### Your objective
Every entry is to be restated exactly; pictures are not part of the copy.

### Source information
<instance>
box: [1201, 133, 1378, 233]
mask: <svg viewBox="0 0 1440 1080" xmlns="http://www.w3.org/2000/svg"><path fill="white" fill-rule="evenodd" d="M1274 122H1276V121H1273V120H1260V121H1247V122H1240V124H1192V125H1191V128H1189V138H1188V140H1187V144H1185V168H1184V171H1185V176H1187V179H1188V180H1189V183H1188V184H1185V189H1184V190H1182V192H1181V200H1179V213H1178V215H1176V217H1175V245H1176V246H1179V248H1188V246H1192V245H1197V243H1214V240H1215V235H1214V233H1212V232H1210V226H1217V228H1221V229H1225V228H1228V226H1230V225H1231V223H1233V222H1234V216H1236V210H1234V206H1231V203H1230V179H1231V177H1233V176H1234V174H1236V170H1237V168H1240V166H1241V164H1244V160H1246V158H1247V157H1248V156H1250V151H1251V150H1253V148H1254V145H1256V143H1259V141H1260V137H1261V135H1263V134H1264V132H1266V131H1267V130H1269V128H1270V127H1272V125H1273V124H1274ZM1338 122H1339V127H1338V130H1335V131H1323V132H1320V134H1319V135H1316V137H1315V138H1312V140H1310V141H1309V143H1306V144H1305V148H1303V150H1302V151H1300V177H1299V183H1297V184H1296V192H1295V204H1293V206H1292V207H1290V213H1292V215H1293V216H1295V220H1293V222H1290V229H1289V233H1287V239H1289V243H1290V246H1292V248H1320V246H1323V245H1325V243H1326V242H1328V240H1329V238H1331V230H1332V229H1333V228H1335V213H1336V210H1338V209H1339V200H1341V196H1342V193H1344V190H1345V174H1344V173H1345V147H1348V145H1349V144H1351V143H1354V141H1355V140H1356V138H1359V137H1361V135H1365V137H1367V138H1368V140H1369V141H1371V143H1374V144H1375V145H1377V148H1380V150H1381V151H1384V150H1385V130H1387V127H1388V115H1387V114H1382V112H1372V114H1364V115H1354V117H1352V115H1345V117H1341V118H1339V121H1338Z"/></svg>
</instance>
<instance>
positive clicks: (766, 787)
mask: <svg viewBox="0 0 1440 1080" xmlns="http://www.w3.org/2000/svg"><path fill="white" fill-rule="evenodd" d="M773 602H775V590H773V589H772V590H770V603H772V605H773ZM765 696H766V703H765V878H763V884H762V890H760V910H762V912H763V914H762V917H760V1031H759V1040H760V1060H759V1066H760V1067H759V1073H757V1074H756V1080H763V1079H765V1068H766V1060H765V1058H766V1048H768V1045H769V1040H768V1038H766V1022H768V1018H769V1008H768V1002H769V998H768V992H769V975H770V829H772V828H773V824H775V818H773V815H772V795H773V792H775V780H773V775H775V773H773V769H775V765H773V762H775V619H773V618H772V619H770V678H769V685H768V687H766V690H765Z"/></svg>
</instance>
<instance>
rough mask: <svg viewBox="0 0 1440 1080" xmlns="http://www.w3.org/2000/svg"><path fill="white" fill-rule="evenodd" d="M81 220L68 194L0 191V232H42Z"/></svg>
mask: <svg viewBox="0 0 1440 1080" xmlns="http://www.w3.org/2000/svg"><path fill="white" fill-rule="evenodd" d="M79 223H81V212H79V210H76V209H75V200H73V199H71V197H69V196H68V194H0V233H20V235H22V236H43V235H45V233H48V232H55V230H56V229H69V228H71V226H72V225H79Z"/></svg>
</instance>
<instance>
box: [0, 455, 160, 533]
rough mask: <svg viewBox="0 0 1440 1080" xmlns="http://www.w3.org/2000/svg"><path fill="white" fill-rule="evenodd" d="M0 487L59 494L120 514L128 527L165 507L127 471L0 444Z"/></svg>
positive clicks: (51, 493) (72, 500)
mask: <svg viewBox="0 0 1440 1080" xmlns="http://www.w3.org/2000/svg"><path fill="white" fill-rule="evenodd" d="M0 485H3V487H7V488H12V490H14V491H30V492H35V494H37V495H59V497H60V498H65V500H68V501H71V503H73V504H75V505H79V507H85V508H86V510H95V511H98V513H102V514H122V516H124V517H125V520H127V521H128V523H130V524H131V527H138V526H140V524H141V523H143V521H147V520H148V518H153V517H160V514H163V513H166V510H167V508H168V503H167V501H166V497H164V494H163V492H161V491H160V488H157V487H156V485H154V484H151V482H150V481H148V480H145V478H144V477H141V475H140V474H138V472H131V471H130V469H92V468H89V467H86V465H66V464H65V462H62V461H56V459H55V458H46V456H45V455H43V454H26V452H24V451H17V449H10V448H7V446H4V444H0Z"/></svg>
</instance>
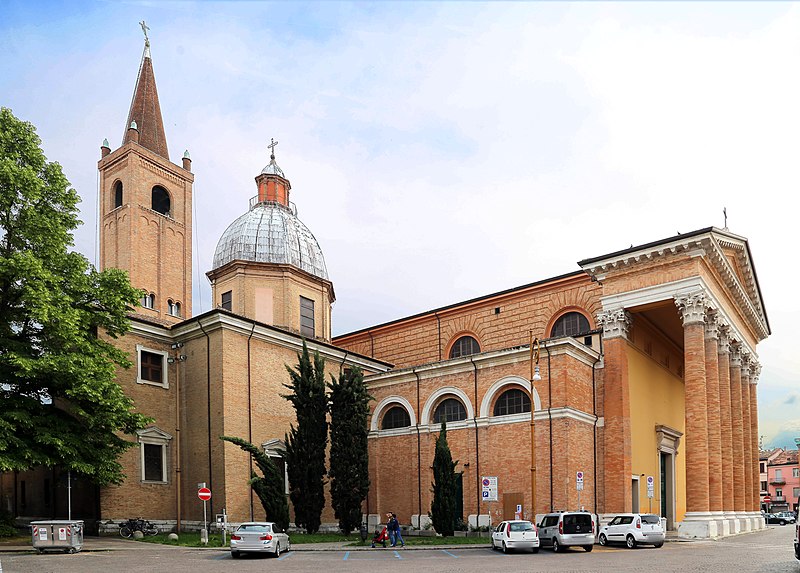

### Task response
<instance>
box: [1201, 133, 1378, 233]
mask: <svg viewBox="0 0 1440 1080" xmlns="http://www.w3.org/2000/svg"><path fill="white" fill-rule="evenodd" d="M1274 122H1276V121H1273V120H1260V121H1247V122H1240V124H1192V125H1191V128H1189V138H1188V140H1187V144H1185V168H1184V171H1185V176H1187V179H1188V180H1189V183H1188V184H1185V189H1184V190H1182V192H1181V200H1179V213H1178V215H1176V217H1175V245H1176V246H1179V248H1188V246H1192V245H1197V243H1214V240H1215V235H1214V233H1212V232H1210V226H1217V228H1221V229H1225V228H1228V226H1230V225H1231V223H1233V222H1234V216H1236V210H1234V206H1231V203H1230V179H1231V177H1233V176H1234V174H1236V170H1237V168H1240V166H1241V164H1244V160H1246V158H1247V157H1248V156H1250V151H1251V150H1253V148H1254V145H1256V143H1259V141H1260V137H1261V135H1263V134H1264V132H1266V131H1267V130H1269V128H1270V127H1272V125H1273V124H1274ZM1338 122H1339V127H1338V130H1335V131H1323V132H1320V134H1319V135H1316V137H1315V138H1312V140H1310V141H1309V143H1306V144H1305V148H1303V150H1302V151H1300V177H1299V183H1297V184H1296V192H1295V204H1293V206H1292V207H1290V213H1292V215H1293V216H1295V220H1293V222H1290V229H1289V233H1287V239H1289V243H1290V246H1292V248H1320V246H1323V245H1325V243H1326V242H1328V240H1329V238H1331V230H1332V229H1333V228H1335V213H1336V210H1338V209H1339V200H1341V196H1342V193H1344V190H1345V174H1344V173H1345V147H1348V145H1349V144H1351V143H1354V141H1355V140H1356V138H1359V137H1361V135H1365V137H1367V138H1368V140H1369V141H1371V143H1374V144H1375V145H1377V148H1380V150H1381V151H1384V150H1385V130H1387V127H1388V115H1387V114H1382V112H1372V114H1364V115H1354V117H1352V115H1345V117H1341V118H1339V121H1338Z"/></svg>
</instance>
<instance>
positive clicks: (766, 787)
mask: <svg viewBox="0 0 1440 1080" xmlns="http://www.w3.org/2000/svg"><path fill="white" fill-rule="evenodd" d="M773 602H775V590H773V589H772V590H770V603H772V605H773ZM765 696H766V703H765V878H763V884H762V890H760V910H762V912H763V914H762V917H760V1031H759V1040H760V1060H759V1066H760V1067H759V1073H757V1074H756V1080H763V1079H765V1068H766V1060H765V1058H766V1048H768V1045H769V1040H768V1038H766V1022H768V1018H769V1008H768V1002H769V998H768V992H769V975H770V829H772V828H773V824H775V818H773V815H772V795H773V792H775V780H773V775H775V773H773V769H775V765H773V762H775V619H773V618H772V619H770V678H769V685H768V687H766V690H765Z"/></svg>
</instance>
<instance>
rough mask: <svg viewBox="0 0 1440 1080" xmlns="http://www.w3.org/2000/svg"><path fill="white" fill-rule="evenodd" d="M81 220L68 194L0 191V232H42Z"/></svg>
mask: <svg viewBox="0 0 1440 1080" xmlns="http://www.w3.org/2000/svg"><path fill="white" fill-rule="evenodd" d="M79 223H81V212H79V210H76V209H75V200H73V199H71V197H69V196H68V194H0V233H20V235H22V236H43V235H45V233H48V232H55V230H56V229H69V228H71V226H72V225H79Z"/></svg>
</instance>
<instance>
box: [0, 455, 160, 533]
rough mask: <svg viewBox="0 0 1440 1080" xmlns="http://www.w3.org/2000/svg"><path fill="white" fill-rule="evenodd" d="M0 487L59 494L120 514L128 527L165 507L127 471L0 444Z"/></svg>
positive clicks: (51, 493) (72, 500)
mask: <svg viewBox="0 0 1440 1080" xmlns="http://www.w3.org/2000/svg"><path fill="white" fill-rule="evenodd" d="M0 485H3V487H7V488H12V490H14V491H30V492H35V494H37V495H59V497H60V498H65V500H68V501H71V503H73V504H75V505H79V507H85V508H86V510H95V511H98V513H102V514H122V516H124V517H125V520H127V521H128V523H130V524H131V527H138V526H140V524H141V523H143V521H147V520H148V518H153V517H160V514H163V513H166V510H167V508H168V503H167V501H166V497H164V494H163V492H161V491H160V488H157V487H156V485H154V484H151V482H150V481H148V480H145V478H144V477H141V475H140V474H138V472H131V471H130V469H92V468H89V467H86V465H66V464H65V462H62V461H56V459H55V458H46V456H45V455H43V454H26V452H24V451H17V449H10V448H7V446H4V444H0Z"/></svg>
</instance>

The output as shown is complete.